Collected data
--- begin ---

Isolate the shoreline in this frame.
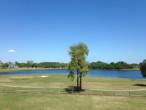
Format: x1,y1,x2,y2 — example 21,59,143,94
0,68,140,73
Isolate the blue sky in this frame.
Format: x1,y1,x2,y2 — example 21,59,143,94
0,0,146,63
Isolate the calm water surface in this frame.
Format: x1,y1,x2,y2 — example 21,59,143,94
0,69,145,79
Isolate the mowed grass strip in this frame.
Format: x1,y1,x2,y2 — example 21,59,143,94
0,94,146,110
0,74,146,90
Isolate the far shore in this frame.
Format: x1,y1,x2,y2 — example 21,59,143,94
0,68,140,73
0,68,64,73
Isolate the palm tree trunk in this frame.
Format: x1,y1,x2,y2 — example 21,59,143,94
77,70,80,91
80,75,82,91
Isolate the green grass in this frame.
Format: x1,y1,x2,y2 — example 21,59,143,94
0,68,61,73
0,94,146,110
0,74,146,90
0,74,146,110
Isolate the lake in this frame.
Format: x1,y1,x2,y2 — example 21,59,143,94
0,69,145,79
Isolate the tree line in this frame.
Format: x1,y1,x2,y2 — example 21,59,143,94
0,60,140,70
89,61,139,70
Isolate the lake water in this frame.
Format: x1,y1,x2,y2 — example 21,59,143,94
0,69,145,79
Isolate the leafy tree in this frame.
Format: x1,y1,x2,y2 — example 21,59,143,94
140,59,146,77
67,42,89,90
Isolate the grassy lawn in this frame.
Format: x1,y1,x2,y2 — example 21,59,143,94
0,74,146,90
0,94,146,110
0,74,146,110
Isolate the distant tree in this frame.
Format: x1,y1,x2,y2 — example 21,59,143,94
67,42,89,90
26,60,33,68
2,63,9,68
140,59,146,77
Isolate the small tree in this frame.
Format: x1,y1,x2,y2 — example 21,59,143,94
67,42,89,90
26,60,33,68
140,59,146,77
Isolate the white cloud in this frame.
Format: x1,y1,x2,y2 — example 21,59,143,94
8,49,15,53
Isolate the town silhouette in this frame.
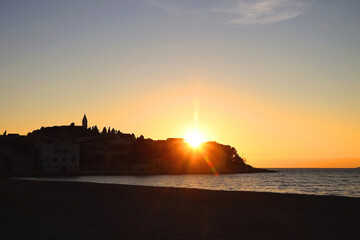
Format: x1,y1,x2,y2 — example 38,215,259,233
0,115,266,176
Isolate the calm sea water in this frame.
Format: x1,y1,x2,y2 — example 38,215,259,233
23,168,360,197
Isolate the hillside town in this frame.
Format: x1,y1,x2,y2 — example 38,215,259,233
0,115,257,176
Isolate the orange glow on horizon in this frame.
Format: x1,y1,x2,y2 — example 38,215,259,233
185,130,205,148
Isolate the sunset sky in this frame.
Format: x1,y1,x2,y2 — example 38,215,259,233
0,0,360,167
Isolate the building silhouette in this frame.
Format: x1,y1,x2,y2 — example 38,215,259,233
82,114,87,129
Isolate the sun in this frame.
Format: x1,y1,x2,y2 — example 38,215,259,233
185,131,205,148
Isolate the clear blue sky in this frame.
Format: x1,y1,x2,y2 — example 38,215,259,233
0,0,360,166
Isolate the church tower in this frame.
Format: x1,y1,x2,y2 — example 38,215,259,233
82,114,87,129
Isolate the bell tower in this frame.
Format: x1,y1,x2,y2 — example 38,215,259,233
82,114,87,129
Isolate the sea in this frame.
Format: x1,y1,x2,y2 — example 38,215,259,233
26,168,360,198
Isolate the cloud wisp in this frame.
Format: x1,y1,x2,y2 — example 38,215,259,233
228,0,306,25
149,0,307,26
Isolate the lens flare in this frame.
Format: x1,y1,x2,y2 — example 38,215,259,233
185,131,205,148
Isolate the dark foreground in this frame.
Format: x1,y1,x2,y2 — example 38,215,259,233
0,178,360,240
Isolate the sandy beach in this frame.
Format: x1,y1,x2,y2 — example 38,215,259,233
0,178,360,240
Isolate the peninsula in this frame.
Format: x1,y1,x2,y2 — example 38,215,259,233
0,115,268,176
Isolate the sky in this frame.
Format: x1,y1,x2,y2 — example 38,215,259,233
0,0,360,168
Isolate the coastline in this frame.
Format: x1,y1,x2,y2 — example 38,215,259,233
0,168,279,178
0,178,360,239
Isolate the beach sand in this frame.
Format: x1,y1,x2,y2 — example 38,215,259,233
0,178,360,240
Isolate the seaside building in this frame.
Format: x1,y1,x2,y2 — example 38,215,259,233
37,139,80,173
0,134,34,174
82,114,87,129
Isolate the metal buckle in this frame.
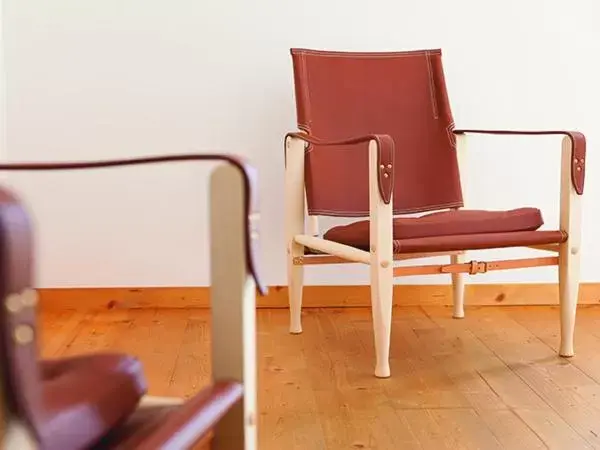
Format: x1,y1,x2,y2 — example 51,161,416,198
469,261,487,275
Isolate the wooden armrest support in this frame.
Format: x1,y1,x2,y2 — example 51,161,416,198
286,132,394,205
454,129,586,195
0,154,267,295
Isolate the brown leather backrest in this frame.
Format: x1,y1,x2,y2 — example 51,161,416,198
0,154,266,442
0,187,41,436
0,153,267,295
291,49,463,217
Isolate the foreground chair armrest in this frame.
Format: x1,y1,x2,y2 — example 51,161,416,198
0,154,266,450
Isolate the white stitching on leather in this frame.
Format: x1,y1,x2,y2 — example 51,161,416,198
425,52,440,119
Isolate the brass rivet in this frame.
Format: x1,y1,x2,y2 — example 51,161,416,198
21,289,38,308
15,325,33,345
6,294,23,314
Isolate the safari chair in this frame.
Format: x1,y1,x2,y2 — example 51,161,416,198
285,49,586,377
0,154,266,450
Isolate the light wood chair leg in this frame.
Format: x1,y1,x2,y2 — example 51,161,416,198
558,245,579,358
369,141,394,378
287,251,304,334
210,164,258,450
371,258,394,378
450,253,465,319
558,137,581,357
285,137,305,334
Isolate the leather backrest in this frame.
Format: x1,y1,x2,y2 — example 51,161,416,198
291,49,463,217
0,153,267,295
0,187,41,440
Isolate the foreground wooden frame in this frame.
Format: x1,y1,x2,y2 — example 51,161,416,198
285,134,581,378
0,163,258,450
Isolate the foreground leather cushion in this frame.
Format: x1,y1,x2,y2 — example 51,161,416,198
39,354,146,450
92,381,244,450
323,208,548,253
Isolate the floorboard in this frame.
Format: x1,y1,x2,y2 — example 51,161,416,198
40,306,600,450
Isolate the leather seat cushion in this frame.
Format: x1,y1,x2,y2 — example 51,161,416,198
36,353,146,450
323,208,544,250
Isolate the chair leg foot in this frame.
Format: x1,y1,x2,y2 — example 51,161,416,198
371,267,394,378
375,363,391,378
288,253,304,334
558,244,579,358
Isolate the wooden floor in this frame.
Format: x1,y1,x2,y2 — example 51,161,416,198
41,307,600,450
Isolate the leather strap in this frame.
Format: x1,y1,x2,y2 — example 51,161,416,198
454,129,586,195
285,132,394,205
0,153,267,295
394,256,558,277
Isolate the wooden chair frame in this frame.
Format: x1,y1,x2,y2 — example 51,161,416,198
0,155,266,450
285,130,583,378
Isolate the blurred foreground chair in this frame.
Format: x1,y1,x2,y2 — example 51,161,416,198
0,154,266,450
285,49,586,377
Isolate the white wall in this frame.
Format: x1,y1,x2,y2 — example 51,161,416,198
3,0,600,287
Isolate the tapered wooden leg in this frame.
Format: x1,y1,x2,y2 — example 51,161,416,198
287,243,304,334
371,258,394,378
558,137,581,357
369,141,394,378
558,245,579,357
450,253,465,319
211,165,258,450
285,137,305,333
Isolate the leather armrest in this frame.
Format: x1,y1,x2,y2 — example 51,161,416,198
94,381,243,450
0,154,267,295
454,129,586,195
286,132,394,205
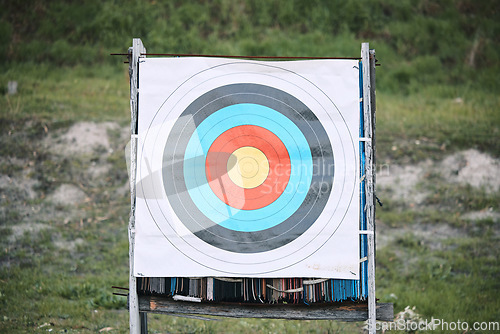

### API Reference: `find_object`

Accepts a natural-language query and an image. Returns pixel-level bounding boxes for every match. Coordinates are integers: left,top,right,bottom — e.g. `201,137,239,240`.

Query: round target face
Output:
138,61,357,275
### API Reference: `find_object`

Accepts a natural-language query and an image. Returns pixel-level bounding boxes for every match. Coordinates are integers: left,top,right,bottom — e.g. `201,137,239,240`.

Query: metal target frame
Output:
127,38,386,333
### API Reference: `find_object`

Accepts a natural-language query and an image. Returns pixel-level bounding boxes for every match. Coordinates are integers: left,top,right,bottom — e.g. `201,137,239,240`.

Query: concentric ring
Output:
206,125,291,210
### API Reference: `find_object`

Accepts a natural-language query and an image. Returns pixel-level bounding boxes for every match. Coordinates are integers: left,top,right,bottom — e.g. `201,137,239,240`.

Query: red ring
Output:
205,125,291,210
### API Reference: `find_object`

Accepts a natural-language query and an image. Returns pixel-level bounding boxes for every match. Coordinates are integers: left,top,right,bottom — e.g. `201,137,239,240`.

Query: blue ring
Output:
184,103,312,232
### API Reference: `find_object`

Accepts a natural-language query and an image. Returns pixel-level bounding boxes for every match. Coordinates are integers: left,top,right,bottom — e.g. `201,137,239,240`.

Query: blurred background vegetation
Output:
0,0,500,93
0,0,500,333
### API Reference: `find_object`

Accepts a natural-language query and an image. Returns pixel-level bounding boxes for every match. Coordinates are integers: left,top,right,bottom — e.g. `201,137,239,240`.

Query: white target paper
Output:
134,58,359,279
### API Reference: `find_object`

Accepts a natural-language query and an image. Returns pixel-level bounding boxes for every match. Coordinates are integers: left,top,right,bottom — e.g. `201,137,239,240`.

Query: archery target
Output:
134,58,359,279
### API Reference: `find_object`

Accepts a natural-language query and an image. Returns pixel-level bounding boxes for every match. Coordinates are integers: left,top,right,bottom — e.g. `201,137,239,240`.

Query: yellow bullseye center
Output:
227,146,269,189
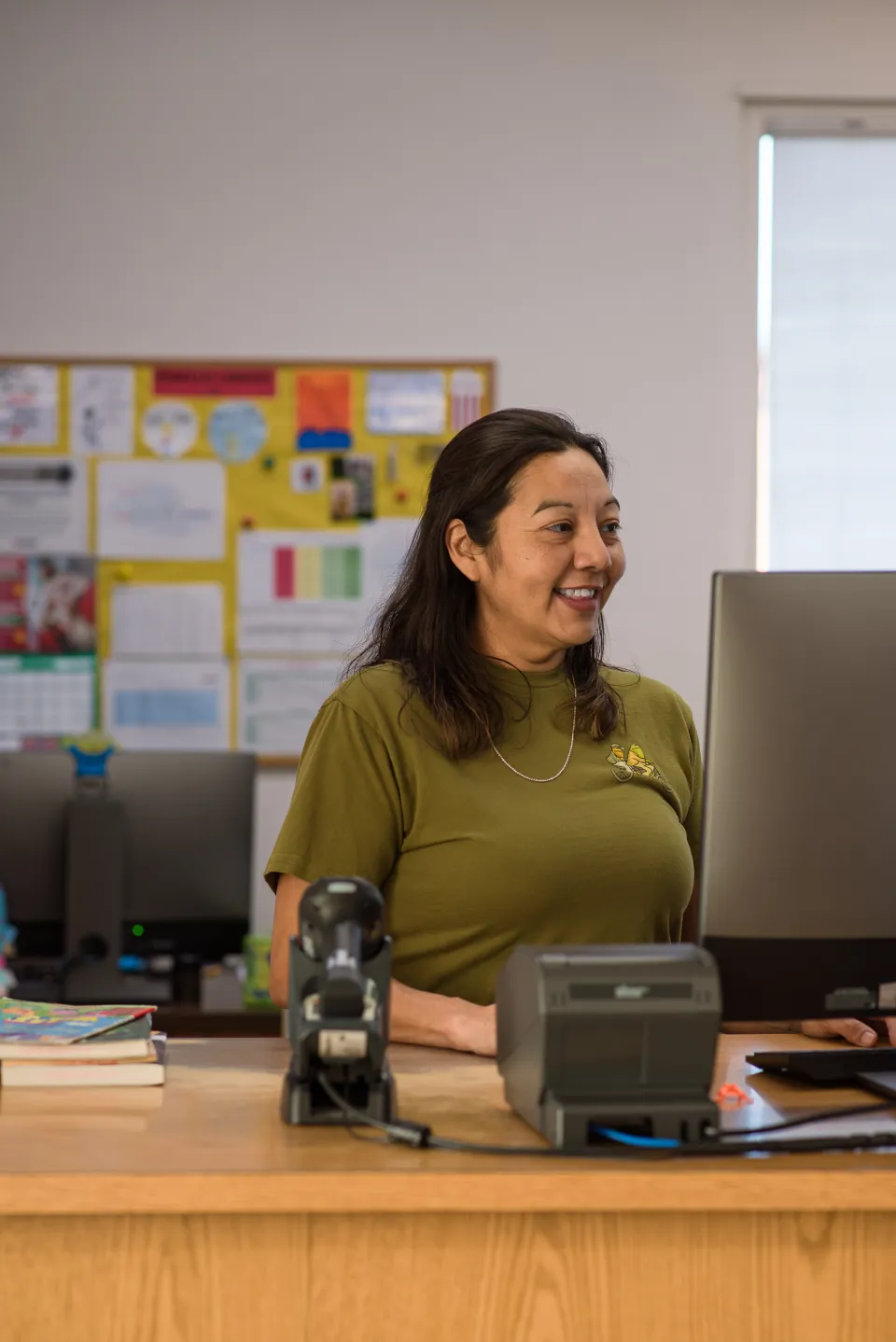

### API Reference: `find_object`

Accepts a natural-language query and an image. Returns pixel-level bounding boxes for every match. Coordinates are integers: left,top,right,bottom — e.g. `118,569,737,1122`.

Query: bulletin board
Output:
0,358,495,766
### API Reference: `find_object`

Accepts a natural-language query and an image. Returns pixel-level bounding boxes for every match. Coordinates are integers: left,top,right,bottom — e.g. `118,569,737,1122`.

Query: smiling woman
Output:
267,410,702,1054
267,410,890,1054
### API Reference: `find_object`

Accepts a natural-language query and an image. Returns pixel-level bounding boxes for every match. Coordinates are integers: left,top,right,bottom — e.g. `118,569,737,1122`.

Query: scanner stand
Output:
280,937,396,1125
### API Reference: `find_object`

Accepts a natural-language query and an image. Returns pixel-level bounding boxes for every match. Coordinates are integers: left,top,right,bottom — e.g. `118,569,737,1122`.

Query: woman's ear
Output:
445,517,482,582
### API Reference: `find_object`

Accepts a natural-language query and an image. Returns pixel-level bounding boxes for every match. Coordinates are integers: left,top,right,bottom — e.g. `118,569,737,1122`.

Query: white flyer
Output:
239,658,342,756
0,364,59,447
237,518,417,656
366,371,447,433
111,582,224,658
0,453,87,554
96,460,225,560
102,659,231,750
68,364,134,456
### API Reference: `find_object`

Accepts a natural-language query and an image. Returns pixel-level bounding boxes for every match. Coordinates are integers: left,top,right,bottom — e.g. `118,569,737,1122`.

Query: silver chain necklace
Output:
488,686,578,782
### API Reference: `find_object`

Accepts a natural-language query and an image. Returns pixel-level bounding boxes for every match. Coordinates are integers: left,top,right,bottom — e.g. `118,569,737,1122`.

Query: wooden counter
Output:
0,1035,896,1342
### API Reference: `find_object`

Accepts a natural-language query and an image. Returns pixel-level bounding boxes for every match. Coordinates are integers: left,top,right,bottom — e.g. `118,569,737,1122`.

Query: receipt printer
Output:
497,944,721,1152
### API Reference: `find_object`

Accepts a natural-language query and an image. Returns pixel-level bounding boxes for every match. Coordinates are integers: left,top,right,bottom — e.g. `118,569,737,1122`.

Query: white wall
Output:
0,0,896,925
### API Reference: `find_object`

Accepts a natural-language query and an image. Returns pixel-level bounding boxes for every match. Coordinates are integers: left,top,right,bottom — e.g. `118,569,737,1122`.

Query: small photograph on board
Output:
289,456,323,494
27,554,96,656
0,554,28,652
330,456,374,522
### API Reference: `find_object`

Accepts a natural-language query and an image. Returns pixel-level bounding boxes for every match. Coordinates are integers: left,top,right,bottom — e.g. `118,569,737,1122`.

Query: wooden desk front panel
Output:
0,1038,896,1342
0,1212,896,1342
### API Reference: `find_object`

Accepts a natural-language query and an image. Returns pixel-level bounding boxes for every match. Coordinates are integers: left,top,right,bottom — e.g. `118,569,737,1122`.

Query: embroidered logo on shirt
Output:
607,745,672,791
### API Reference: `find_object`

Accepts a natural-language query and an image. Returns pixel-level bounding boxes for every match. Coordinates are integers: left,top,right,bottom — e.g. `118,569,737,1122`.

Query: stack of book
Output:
0,997,166,1090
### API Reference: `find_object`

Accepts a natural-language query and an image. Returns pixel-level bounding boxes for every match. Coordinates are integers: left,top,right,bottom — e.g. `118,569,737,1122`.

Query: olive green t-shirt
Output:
266,663,703,1002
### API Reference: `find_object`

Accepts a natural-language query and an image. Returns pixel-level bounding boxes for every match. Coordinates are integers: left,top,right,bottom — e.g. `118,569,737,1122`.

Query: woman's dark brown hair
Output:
347,410,621,760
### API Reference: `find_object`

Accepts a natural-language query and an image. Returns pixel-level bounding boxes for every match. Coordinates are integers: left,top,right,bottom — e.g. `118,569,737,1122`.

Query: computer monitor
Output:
700,573,896,1021
0,750,255,961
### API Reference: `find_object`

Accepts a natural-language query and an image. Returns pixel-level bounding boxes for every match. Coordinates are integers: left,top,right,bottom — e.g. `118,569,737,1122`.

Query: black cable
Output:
714,1099,896,1137
318,1075,896,1161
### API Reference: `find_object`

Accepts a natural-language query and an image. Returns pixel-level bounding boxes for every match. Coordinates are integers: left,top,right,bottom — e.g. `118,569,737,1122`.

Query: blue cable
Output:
595,1127,681,1152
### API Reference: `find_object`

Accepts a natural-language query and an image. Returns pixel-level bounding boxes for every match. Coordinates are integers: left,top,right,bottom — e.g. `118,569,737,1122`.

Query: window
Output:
757,110,896,569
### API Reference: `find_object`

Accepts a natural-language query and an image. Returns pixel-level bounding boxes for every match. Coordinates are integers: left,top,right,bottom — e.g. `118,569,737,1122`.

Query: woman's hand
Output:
802,1016,896,1048
449,999,497,1057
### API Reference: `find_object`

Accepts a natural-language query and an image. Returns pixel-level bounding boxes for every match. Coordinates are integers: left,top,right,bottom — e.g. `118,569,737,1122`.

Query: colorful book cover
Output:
0,997,156,1044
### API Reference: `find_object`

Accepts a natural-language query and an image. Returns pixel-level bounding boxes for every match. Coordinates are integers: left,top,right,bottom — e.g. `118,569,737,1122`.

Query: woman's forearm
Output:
389,978,495,1056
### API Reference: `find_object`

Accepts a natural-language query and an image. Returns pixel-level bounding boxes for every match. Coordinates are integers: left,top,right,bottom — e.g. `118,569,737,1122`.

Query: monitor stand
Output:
62,778,171,1005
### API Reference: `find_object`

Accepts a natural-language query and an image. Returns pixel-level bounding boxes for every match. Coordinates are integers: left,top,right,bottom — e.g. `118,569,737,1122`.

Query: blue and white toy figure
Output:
63,732,116,778
0,886,19,997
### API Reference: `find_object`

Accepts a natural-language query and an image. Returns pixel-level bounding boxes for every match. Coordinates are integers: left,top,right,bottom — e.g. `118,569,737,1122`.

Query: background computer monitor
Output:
700,573,896,1020
0,751,255,961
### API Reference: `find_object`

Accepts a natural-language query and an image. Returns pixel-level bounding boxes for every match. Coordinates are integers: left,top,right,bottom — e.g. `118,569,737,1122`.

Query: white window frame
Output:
742,98,896,572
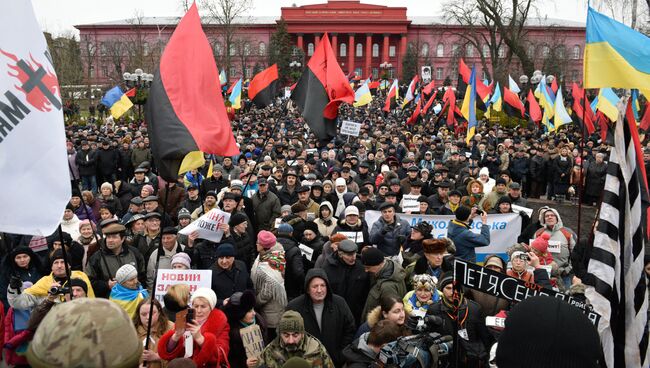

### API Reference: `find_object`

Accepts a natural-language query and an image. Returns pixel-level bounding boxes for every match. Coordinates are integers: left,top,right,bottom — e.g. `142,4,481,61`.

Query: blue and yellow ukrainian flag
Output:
553,87,573,131
460,67,478,144
228,78,242,109
352,79,372,107
596,88,620,121
101,86,133,119
583,7,650,89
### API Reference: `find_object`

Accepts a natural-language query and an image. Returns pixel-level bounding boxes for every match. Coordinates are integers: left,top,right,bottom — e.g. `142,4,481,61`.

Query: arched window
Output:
573,45,580,60
436,43,445,57
420,42,429,57
465,43,474,57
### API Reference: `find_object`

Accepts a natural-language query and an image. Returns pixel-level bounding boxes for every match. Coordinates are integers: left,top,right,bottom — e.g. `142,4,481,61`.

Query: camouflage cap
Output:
27,298,142,368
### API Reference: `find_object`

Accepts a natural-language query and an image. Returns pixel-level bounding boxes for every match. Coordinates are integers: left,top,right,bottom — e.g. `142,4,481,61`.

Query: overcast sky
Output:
31,0,587,35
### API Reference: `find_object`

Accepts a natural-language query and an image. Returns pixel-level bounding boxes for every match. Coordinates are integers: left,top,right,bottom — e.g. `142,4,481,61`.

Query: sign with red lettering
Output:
156,270,212,304
178,208,230,243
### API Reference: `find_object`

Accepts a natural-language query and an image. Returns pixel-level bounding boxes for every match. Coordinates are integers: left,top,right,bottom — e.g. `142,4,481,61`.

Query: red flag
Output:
639,101,650,132
422,90,438,114
422,80,436,96
146,4,239,182
291,33,354,144
571,83,596,135
526,90,542,126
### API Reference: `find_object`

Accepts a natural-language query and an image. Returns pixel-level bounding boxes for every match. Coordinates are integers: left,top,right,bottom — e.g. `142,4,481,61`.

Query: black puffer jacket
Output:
287,268,355,367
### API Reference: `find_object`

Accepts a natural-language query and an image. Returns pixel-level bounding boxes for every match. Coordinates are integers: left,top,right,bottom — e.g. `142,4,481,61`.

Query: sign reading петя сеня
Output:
454,259,600,326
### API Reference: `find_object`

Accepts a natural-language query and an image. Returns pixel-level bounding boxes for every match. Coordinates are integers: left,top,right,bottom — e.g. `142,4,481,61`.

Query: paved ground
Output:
528,199,596,238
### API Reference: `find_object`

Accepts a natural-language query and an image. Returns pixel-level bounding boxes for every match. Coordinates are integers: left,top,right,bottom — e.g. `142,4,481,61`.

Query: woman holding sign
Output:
158,288,230,367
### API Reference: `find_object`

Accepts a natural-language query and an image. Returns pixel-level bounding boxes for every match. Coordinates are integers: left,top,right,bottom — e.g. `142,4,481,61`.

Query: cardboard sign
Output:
510,204,533,217
239,325,264,359
156,269,212,305
401,194,420,212
337,231,363,243
454,258,600,326
298,243,314,261
340,120,361,137
178,208,230,243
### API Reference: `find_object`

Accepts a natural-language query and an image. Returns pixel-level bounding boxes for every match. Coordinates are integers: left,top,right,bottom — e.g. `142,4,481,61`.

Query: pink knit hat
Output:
530,233,551,253
257,230,276,249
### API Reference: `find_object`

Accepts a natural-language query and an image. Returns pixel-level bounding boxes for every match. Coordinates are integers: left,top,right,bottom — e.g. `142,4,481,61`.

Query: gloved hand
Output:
9,275,23,294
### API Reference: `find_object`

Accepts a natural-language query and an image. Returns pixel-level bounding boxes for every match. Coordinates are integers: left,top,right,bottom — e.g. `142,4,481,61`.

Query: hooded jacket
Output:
287,269,355,367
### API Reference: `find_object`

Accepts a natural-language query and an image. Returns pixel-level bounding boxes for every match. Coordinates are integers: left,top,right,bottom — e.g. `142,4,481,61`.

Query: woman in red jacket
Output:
158,288,230,367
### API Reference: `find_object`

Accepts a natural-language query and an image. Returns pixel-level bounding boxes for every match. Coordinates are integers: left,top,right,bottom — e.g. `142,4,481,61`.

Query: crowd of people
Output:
0,91,650,368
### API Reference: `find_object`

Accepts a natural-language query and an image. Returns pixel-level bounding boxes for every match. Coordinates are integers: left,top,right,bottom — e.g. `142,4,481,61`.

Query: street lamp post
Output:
122,68,153,119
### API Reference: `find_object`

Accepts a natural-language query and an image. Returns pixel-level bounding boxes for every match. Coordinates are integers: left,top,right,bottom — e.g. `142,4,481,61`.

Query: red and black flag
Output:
146,4,239,182
291,33,354,144
248,64,278,109
526,90,542,127
568,80,596,135
503,87,526,118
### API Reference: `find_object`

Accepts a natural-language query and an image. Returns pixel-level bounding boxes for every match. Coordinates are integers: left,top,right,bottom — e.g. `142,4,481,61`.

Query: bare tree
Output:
199,0,253,77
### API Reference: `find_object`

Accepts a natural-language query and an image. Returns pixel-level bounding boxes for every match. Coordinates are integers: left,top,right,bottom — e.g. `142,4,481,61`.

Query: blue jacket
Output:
447,220,490,263
370,215,411,257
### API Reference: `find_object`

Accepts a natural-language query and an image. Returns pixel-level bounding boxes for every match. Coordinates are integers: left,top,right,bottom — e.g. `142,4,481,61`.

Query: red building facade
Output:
76,0,585,85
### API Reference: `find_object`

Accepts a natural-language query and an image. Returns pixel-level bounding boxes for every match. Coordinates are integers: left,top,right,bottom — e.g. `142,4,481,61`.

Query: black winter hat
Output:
496,296,602,368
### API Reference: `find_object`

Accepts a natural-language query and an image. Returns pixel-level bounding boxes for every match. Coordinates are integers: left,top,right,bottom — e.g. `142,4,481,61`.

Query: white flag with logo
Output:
0,1,71,235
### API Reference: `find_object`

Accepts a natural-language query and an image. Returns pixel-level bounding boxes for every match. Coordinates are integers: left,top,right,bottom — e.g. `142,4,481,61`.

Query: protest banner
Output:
365,211,521,262
156,270,212,305
239,325,264,359
454,258,600,326
340,120,361,137
178,208,230,243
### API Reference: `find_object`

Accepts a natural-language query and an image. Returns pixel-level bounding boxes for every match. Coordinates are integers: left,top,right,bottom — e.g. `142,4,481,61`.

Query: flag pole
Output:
144,182,170,360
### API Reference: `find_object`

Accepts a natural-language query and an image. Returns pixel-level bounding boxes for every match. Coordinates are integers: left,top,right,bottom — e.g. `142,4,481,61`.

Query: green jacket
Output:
257,332,334,368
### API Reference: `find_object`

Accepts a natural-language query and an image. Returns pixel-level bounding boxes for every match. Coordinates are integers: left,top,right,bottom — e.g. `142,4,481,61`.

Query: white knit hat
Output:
115,264,138,284
190,288,217,309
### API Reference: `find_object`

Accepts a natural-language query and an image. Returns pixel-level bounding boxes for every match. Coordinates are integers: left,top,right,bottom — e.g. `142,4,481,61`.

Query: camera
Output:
50,286,70,295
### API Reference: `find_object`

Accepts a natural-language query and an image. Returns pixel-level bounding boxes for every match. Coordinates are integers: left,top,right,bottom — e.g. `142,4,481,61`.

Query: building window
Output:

--- end ---

Print the lines from the one containing "Isolate the orange" through the one containing "0,0,360,167", including both of those lines, with no changes.

= Result =
Isolate the orange glow on horizon in this frame.
Format: x1,y1,x2,y2 — example 38,215,259,233
185,130,205,148
Isolate the sunset sky in this frame.
Format: x1,y1,x2,y2 — example 38,215,259,233
0,0,360,167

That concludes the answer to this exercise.